[[ Exercise text open ]]
Is Florida next hot spot in nationwide flu epidemic?

Hospitals see increase in flu patients; CDC issues warnings

By Jenese Harris - Reporter/anchor, Francine Frazier - Senior web producer

JACKSONVILLE, Fla. - Local hospitals are being hit hard with flu patients as the Centers for Disease Control and Prevention reports 46 states are experiencing moderate to high rates of flu-like sickness.

The CDC warned via Twitter that Americans should not ignore flu symptoms, which include fever, chills, cough, runny or stuffy nose, sore throat, headache, body aches, and fatigue.

A spokesman for St. Vincent’s said the hospital group has seen an increase in flu patients at its three area emergency rooms within the last month, and they are encouraging anyone who is sick with the flu to instead visit their primary care physician or an urgent care facility. They can also set up a virtual care appointment at www.getjaxhealthcare.com.

Orange Park Medical Center has increased its staff in the emergency room and is asking people to wear medical masks while they're there because so many people are coming in with the flu. 

St. Vincent's is taking similar precautions for visitors.
[[ Exercise text closed ]]
[[ Exercise data open ]]
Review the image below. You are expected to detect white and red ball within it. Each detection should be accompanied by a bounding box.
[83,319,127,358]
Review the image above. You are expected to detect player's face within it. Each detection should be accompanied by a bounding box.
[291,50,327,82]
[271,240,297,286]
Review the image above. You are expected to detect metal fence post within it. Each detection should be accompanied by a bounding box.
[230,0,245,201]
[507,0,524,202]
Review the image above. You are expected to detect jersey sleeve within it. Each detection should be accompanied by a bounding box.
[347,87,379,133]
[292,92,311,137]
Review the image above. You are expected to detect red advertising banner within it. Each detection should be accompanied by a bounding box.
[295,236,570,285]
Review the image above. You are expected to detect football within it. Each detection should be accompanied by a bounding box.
[[ Exercise data closed ]]
## [What you need to do]
a. According to the flu news report, how many states does the CDC say are experiencing moderate to high rates of flu-like sickness?
b. Revise the flu news report from "The CDC warned" to "appointment at www.getjaxhealthcare.com.", swapping "primary care physician" for "family doctor".
c. Write what comes next in the flu news report, picking up after its last sentence.

## [Written answers]
a. 46 states.

b.
The CDC warned via Twitter that Americans should not ignore flu symptoms, which include fever, chills, cough, runny or stuffy nose, sore throat, headache, body aches, and fatigue.

A spokesman for St. Vincent’s said the hospital group has seen an increase in flu patients at its three area emergency rooms within the last month, and they are encouraging anyone who is sick with the flu to instead visit their family doctor or an urgent care facility. They can also set up a virtual care appointment at www.getjaxhealthcare.com.

c.
The CDC said this flu season is an epidemic hitting the country hardest in the Deep South, Midwest and West Coast. Florida is currently at a lower flu activity level than those areas.

Dr. Steven Goodfriend, with OPMC Emergency Department, said even those who get the flu shot can still get sick.

“If someone gets the flu shot, it's not 100 percent protective,” Goodfriend said. “In general, it will protect from many of the flus, but sometimes the vaccine doesn’t match up with the strain that we see that year.”

But you can protect yourself by avoiding sick people, coughing into your arm (and not your hands) and washing your hands regularly.

Kelly Hollis, a Jacksonville mother of four, told News4Jax that her family was stunned when one of her children passed out from the flu.

“Our son was standing at the door, and he literally just fell over, passed out,” Hollis said. “Not like falling down, crumpling, he straight just fell, and my husband caught him before he hit the ground, and he was out for three to five seconds.”

Hollis said she and her husband quickly got fluids into their son, and he's now recovering from the flu.

School districts across North Florida are asking that children who are suffering from the flu stay home. To prevent the spread of flu, the districts encourage flu shots and handwashing.

In St. Johns County, the district's custodial staff is also increasing the amount of time spent disinfecting common areas at schools, like light switches, doorknobs and water fountains.

Duval County Public Schools also have a “Teach Flu a Lesson” student vaccination program that offers free voluntary flu vaccinations at DCPS schools for students, their families and DCPS staff.

More information about the Teach Flu a Lesson program is available on the DCPS website within the School Health Services section.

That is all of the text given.